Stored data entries
- - - -
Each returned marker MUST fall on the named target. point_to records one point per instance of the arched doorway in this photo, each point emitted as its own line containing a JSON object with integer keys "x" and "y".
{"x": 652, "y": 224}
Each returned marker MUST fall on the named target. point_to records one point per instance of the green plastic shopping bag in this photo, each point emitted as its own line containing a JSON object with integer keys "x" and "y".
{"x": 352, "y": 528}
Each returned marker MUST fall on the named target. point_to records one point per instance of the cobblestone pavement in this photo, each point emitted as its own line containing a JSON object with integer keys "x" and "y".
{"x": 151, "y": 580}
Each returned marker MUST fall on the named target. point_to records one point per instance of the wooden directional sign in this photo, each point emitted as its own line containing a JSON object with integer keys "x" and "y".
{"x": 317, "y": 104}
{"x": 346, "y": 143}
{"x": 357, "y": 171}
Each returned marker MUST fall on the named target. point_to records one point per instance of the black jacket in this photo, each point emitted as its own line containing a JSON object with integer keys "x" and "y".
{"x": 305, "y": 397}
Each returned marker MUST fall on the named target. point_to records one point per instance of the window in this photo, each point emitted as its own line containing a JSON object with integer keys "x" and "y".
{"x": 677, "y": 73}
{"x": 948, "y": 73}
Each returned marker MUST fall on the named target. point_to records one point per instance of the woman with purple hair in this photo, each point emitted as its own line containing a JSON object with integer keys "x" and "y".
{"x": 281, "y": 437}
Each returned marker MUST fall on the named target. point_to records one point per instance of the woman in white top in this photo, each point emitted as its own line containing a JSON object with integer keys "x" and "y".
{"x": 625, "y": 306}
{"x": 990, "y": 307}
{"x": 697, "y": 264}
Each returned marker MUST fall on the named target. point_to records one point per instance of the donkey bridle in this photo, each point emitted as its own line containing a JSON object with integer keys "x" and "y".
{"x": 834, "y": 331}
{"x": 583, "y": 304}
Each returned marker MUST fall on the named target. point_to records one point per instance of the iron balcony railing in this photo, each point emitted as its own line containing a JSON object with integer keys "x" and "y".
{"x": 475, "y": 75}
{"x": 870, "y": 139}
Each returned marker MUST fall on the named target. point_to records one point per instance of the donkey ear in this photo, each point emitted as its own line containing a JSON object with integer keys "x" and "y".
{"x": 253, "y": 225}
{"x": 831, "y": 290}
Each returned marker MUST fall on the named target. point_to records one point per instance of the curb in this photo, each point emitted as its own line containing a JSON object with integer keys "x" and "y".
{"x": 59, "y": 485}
- - - -
-- WHAT THE EXERCISE ASKS --
Reproduce the entries above exactly, every line included.

-- YOUR RESPONSE --
Each returned marker MUST fall on the named target. point_to records one point per instance of the arched doorway in this photo, each point emitted as its own line containing a JSON object with integer keys "x" and "y".
{"x": 652, "y": 224}
Each returned marker MUST fall on the named target. point_to records one point per instance of the green plastic shopping bag in this photo, each point emitted as its own line containing a JSON object with integer keys "x" and "y".
{"x": 352, "y": 528}
Each returned marker MUST fall on the named target. point_to records one point per instance of the cobblestone pavement in this photo, each point emitted as its own line containing a JSON object with integer keys "x" and "y".
{"x": 151, "y": 580}
Each returned marker MUST fall on the named target. point_to records one point per instance of the wooden directional sign in this photo, each point emitted as its own line containing a JSON object with integer keys "x" and "y".
{"x": 317, "y": 104}
{"x": 346, "y": 143}
{"x": 357, "y": 171}
Each returned marker MUST fall on the named target. point_to records one point per instance of the black jacket in this photo, each point emitted as its own line containing a JSON object with integer keys "x" and "y".
{"x": 305, "y": 397}
Each returned marker MUST fall on the named target. point_to records one point per instance of the window in this photo, each point emitted as its own line containing a JSON object with integer keys "x" and "y".
{"x": 677, "y": 73}
{"x": 948, "y": 73}
Each returned marker MUST fall on the named target. point_to records one point per instance of the woman with purple hair in this photo, each point emitted as its own line containing a JSON object with integer keys "x" and "y".
{"x": 281, "y": 437}
Each returned marker MUST fall on the named target. point_to records one point per instance of the woman in white top in this photo, each point emitted as its own line containing a JSON object with integer keys "x" and "y".
{"x": 625, "y": 306}
{"x": 990, "y": 307}
{"x": 697, "y": 264}
Each returned marker MUST fall on the named target. point_to records one point per instance of the donkey bridle in this photo, each point emitted as its own line containing a JSON object with integer keys "x" and "y".
{"x": 834, "y": 331}
{"x": 583, "y": 304}
Each returned marker MUST fall on the named target. point_to records one point per instance of the iron balcony railing in this photo, each point emitted as its own line containing a JSON object with integer keys "x" and "y".
{"x": 475, "y": 75}
{"x": 870, "y": 139}
Each returned marker MUST fall on the named target. point_to records one point per instance of the donkey ear in this photo, each point emitted as its own line containing a JSON object with integer keys "x" and "y".
{"x": 253, "y": 225}
{"x": 831, "y": 290}
Each returned marker MUST fall on the named target. point_to records one point per instance of the curb in this photo, each point emitted as its own line containing a JSON object with integer keys "x" and "y".
{"x": 59, "y": 485}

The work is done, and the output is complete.